Some of the kids at Nan's school were as young as 6 years old. Saving the lives of children halfway around the planet who they never even met. When I heard this story I felt embarrassed and, honestly, a little ashamed of myself. I thought: If a 6-year-old could do that... what could I do?
The story of Nan's Cows taught me one of the most important lessons of my life: One person - even a six-year-old child - can save somebody's life. You can make a difference.
That's where the idea of the Imagine Institute was born... because those kids imagined what was possible. And someone told me a story that changed my life.
Stories create transformative experiences, and that's what leads to change.
A Mosque for Muslims
Here's another story that inspired me. While I was working at the Shinnyo-en foundation, there was a terrible earthquake in Pakistan. Thousands of people were killed, hundreds of thousands lost everything. Their homes and mosques crumbled to dust. The head of the Shinnyo-en Buddhist order, Her Holiness Shinso Keishu, asked local leaders in Pakistan if she could help. She expected they might need medical supplies, food and water. But the elders in the villages asked her to build a mosque.
A mosque for Muslims? Built by a Buddhist organization? Her Holiness wasn't sure... would this offend anyone? Wouldn't they rather have medical aid? But soon came her answer: Everyone had lost people they loved and they had no place of spiritual refuge. So she said "Yes. Let's build them a mosque." And the mosque was built and it stands today.
What would happen if religions, instead of fighting and violence and insisting that everybody agree with them, instead used their faith as a bridge to build peace? What if Christians built synagogues for Jews, and Jews built mosques for Muslims, and Catholics built temples for Buddhists? What kind of a world would we have? It's an extraordinary idea, isn't it?
He Stumbled Onto A Battlefield
Let me tell you the story about Henry Dunant. He was a Swiss businessman traveling through Europe in 1859 when he stumbled upon a battlefield at the Battle of Solferino. There, 23,000 men lay wounded, dying or dead on the battlefield receiving little or no care. Dunant was so stunned and horrified that he stayed at the battlefield, trying to help the wounded and reduce their suffering. He set up make-shift hospitals and asked the local people to help the wounded without regard to their side in the conflict with the slogan "Tutti fratelli" (All are brothers). He also succeeded in gaining the release of Austrian doctors captured by the French.
Once he returned home to Geneva, Dunant wrote a book called A Memory of Solferino which he printed at his own expense. He brought his book to many leading political and military figures in Europe. He put forth the idea that in the future a neutral organization should exist to provide care to wounded soldiers. A few years later he helped to found the International Red Cross and also the very first Geneva Convention.
In 1901, he was awarded the first Nobel Peace Prize ever given. He was not a doctor. He knew nothing at all about conflict resolution or public service organizations or fundraising. He was just a man with a broken heart who decided to take action to benefit mankind.
The Ripple Effect
One last story. Did you know that Mahatma Gandhi was a vegetarian? Do you know why? Well, in 1883 Henry Salt, a British professor, read a book called The Ethics of Diet by Howard Williams. This gave him the idea to become a vegetarian. Salt wrote a book that inspired Mahatma Gandhi to become a vegetarian. Salt also introduced Gandhi to the writings of Henry David Thoreau (Walden Pond, On Civil Disobedience) which inspired Gandhi to use nonviolent acts of civil disobedience in India. When Gandhi visited London, one of the first people he asked to meet was Henry Salt. Gandhi, in turn, inspired millions of other people with his ideas, like Dr. Martin Luther King, Jr., who led the struggle for Civil Rights.
How can you increase your Compassion Footprint?
Ideas are contagious. Stories change lives. What's your story?

*EXERCISES*:
1. Extract the section of the passage on stories that changed lives from "Some of the" to "changed my life.".
2. According to the passage on stories that changed lives, in what year was Henry Dunant awarded the first Nobel Peace Prize?
Rely only on the passage on stories that changed lives.

*ENTRIES PROVIDED*:
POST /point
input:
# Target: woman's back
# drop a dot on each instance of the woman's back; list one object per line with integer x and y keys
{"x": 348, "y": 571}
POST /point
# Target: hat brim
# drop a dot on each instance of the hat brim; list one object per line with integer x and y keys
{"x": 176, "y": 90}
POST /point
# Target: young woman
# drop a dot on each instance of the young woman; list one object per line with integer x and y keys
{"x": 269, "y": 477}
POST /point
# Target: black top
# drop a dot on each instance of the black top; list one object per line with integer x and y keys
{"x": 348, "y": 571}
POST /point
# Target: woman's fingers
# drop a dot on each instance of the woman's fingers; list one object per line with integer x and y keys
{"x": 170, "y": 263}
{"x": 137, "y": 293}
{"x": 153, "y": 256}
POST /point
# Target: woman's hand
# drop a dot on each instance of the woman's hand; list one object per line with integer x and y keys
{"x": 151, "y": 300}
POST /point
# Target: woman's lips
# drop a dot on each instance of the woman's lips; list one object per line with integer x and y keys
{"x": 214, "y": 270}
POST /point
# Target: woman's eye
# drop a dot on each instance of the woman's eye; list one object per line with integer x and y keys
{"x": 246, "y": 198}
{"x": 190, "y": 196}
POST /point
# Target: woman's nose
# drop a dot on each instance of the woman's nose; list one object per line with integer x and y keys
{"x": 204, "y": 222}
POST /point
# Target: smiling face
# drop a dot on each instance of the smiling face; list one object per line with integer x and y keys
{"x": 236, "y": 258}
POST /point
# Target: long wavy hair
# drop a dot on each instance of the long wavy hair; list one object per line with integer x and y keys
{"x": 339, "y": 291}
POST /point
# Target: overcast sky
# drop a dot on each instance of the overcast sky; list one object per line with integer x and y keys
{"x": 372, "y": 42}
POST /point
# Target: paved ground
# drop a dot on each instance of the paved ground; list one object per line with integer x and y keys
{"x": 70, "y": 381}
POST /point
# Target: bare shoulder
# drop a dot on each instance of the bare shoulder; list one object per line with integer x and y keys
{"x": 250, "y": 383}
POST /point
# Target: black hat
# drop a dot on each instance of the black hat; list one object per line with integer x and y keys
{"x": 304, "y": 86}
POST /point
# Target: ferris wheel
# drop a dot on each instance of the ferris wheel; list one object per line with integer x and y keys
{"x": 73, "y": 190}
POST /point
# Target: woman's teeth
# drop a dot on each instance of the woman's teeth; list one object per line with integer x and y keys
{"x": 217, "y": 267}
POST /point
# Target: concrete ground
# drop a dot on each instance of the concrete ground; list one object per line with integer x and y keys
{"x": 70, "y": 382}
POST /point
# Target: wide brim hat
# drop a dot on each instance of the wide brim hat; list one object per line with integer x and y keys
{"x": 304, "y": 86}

==

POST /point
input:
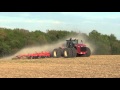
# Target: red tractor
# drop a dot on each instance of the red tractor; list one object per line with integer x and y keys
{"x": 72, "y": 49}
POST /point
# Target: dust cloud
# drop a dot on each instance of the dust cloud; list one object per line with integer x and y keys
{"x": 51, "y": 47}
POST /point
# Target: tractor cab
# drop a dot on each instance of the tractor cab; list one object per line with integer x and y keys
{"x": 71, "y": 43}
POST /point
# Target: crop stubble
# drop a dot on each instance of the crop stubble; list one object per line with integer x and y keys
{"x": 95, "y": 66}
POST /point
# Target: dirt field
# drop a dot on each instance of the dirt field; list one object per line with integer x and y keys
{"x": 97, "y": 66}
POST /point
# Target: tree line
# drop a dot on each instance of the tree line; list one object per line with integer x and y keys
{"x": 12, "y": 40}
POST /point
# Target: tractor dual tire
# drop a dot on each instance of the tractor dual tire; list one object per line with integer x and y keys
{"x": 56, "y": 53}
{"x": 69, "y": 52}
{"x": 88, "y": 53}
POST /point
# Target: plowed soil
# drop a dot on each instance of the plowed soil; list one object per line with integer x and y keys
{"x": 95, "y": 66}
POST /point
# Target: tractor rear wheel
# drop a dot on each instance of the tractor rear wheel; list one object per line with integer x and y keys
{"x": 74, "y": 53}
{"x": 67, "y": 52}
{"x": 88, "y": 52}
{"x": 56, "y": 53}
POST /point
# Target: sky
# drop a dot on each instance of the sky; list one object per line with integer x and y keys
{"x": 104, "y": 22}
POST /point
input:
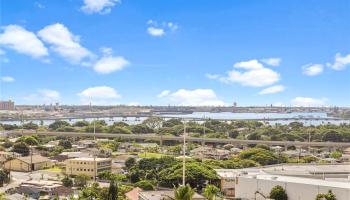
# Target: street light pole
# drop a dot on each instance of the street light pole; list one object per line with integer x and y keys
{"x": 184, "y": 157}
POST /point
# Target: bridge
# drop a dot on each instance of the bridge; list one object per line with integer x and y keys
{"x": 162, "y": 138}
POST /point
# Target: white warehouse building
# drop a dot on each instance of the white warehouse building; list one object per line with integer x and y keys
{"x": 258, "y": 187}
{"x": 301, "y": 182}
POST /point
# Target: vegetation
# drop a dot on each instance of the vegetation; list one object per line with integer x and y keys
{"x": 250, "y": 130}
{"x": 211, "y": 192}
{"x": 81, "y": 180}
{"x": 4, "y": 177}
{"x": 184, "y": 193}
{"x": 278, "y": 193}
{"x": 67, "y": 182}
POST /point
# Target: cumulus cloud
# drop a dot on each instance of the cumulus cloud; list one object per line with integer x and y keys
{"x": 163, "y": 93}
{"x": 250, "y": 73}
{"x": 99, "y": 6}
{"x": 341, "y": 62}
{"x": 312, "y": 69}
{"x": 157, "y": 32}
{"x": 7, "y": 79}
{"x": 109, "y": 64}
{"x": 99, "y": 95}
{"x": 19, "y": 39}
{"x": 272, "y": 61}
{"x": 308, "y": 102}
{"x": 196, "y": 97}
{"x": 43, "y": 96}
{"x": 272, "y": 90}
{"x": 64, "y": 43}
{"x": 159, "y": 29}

*ANSWERS FOR THE TASKS*:
1.
Some of the kids at Nan's school were as young as 6 years old. Saving the lives of children halfway around the planet who they never even met. When I heard this story I felt embarrassed and, honestly, a little ashamed of myself. I thought: If a 6-year-old could do that... what could I do?
The story of Nan's Cows taught me one of the most important lessons of my life: One person - even a six-year-old child - can save somebody's life. You can make a difference.
That's where the idea of the Imagine Institute was born... because those kids imagined what was possible. And someone told me a story that changed my life.

2. 1901